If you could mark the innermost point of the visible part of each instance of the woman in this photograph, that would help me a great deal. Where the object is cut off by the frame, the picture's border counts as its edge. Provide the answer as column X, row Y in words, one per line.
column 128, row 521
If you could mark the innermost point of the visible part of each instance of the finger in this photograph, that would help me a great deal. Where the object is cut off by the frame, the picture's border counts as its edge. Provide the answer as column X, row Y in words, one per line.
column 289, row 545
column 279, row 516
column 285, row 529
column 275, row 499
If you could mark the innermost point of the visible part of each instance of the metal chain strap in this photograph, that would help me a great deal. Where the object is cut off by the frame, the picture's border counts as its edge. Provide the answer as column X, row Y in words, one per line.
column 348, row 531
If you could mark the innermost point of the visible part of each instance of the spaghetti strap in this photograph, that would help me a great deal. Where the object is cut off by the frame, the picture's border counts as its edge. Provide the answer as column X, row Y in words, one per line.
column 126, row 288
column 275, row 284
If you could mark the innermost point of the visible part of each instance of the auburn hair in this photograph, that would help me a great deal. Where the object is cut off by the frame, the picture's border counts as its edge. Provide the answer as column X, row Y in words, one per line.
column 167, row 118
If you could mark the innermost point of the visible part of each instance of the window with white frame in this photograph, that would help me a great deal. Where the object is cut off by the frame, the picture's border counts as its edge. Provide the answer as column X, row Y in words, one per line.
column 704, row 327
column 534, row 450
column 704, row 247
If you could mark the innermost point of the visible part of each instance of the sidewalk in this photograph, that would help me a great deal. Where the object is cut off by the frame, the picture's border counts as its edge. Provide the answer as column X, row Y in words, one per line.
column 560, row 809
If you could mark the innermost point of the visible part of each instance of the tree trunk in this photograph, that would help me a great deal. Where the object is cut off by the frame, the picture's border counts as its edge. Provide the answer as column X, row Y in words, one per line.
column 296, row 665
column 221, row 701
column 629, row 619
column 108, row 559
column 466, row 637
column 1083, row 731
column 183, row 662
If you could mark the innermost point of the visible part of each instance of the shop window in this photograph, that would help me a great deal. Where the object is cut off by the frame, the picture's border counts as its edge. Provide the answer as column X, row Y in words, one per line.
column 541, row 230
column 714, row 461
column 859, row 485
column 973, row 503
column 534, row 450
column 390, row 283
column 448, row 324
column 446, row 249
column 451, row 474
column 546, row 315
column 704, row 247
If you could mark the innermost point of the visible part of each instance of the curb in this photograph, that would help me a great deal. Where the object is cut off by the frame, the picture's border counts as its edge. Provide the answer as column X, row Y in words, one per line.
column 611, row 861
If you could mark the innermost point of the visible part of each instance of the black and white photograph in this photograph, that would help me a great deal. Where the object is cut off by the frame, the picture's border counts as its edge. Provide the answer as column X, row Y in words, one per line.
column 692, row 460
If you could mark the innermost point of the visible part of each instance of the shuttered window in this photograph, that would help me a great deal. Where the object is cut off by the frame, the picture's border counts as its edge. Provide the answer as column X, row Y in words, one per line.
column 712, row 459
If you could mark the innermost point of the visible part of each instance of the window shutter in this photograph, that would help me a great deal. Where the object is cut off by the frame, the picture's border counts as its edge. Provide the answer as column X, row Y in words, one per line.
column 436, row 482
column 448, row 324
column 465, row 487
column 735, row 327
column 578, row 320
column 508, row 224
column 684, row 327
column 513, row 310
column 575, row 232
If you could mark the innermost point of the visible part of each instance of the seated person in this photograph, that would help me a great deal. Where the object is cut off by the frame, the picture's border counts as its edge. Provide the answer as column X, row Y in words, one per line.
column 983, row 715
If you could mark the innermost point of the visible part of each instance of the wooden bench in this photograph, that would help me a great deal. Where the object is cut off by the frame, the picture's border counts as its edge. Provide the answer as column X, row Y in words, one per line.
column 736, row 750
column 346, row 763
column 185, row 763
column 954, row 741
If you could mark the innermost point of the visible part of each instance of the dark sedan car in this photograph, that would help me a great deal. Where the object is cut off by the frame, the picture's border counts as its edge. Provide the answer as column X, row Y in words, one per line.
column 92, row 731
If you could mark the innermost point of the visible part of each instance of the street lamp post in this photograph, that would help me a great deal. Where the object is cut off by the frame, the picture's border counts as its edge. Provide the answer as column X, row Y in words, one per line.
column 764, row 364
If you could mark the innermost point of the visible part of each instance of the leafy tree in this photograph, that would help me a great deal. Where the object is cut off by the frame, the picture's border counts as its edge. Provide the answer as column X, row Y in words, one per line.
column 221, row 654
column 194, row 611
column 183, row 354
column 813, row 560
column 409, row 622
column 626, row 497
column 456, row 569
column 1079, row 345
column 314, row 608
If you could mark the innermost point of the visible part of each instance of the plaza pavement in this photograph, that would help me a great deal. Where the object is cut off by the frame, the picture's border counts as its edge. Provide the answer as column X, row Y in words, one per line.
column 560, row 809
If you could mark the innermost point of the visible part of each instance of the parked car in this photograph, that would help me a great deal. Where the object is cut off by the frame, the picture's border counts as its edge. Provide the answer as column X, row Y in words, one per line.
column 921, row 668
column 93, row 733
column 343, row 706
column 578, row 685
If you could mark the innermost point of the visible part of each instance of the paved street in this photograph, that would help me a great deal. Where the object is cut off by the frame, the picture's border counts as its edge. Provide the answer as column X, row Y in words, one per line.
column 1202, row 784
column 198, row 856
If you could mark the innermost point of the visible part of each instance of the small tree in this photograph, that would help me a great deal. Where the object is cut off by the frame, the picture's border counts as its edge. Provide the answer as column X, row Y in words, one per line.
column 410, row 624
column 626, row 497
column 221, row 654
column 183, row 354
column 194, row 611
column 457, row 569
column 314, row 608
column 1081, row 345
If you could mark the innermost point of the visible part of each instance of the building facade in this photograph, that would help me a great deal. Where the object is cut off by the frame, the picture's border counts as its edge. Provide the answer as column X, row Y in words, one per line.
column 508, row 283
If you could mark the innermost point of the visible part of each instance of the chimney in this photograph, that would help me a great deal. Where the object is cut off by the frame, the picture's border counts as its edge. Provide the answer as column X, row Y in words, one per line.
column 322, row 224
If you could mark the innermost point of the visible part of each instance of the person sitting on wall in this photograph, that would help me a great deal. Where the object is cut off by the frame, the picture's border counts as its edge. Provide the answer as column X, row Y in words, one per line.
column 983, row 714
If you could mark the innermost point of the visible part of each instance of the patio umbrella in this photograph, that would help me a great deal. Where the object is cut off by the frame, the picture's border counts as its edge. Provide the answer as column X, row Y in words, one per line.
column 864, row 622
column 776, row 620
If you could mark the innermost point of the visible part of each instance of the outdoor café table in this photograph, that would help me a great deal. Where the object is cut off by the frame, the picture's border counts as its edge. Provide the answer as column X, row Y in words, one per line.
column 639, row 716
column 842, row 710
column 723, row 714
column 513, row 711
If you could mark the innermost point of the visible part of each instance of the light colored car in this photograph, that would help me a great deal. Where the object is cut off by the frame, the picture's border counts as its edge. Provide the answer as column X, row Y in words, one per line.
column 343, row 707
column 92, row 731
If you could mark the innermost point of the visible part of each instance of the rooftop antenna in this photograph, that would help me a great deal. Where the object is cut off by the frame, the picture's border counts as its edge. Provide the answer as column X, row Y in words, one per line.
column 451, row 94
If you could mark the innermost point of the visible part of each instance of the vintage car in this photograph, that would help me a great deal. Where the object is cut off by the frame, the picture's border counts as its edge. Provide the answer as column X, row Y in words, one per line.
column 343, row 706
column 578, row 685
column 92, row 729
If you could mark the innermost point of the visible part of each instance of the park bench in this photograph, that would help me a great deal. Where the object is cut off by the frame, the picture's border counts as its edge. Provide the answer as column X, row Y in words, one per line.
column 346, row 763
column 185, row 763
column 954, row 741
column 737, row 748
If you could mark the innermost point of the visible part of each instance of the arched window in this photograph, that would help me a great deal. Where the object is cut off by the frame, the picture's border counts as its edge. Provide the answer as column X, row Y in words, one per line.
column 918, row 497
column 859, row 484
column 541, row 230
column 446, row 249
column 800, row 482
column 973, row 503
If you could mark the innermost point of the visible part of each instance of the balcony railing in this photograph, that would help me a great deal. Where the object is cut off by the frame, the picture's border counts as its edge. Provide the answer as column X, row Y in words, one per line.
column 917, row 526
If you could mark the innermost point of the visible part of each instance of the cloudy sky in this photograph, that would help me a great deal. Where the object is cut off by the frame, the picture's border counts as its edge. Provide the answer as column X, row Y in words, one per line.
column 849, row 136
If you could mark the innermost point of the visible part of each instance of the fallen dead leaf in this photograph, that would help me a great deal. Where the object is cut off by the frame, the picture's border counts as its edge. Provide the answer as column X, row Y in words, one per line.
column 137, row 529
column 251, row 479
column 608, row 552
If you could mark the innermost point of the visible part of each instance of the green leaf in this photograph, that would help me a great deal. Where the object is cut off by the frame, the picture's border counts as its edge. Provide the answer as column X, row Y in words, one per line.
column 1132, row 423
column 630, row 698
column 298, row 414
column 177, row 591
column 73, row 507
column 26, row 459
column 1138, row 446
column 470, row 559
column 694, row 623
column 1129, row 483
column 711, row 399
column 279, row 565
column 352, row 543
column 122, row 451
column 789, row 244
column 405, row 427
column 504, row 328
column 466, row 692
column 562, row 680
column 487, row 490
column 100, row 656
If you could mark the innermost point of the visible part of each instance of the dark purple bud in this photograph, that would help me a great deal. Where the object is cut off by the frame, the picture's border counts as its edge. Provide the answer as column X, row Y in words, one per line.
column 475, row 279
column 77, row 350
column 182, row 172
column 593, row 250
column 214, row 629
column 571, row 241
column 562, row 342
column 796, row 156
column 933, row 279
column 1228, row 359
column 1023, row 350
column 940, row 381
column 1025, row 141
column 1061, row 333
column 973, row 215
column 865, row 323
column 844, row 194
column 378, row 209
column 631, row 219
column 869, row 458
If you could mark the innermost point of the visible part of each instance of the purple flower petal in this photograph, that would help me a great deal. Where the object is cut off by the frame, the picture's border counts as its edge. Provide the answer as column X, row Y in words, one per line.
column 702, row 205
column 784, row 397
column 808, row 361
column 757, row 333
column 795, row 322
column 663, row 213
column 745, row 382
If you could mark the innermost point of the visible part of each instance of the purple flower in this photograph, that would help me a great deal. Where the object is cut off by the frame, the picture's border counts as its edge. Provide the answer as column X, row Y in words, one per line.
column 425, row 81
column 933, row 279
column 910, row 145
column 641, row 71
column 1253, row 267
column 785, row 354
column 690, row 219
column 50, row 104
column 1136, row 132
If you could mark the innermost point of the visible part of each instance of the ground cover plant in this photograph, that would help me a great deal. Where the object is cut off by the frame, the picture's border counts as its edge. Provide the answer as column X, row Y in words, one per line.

══════════

Produce verbatim the lines starting at the one with "purple flower in" and ending at the last line of the material, both ends included. Add no other line.

Exercise solution ▸
If you could mark the innermost point of the visible part of each instance of the purple flower in this photograph, that would help me a great deal. Where the object is cut off by the frame, the picture's border counts as its edge. Provide the answer as column X, row Y in words, one per line.
column 425, row 81
column 933, row 279
column 910, row 145
column 641, row 71
column 1253, row 267
column 785, row 354
column 690, row 219
column 50, row 104
column 1136, row 132
If you could mark the innermost point of the visible part of each instance of the ground cover plant in this photograph, that would help me a great deal. Where the object is cut off by the frame, the picture's border counts as its edge. Provide the answer as column X, row Y in words, one per line.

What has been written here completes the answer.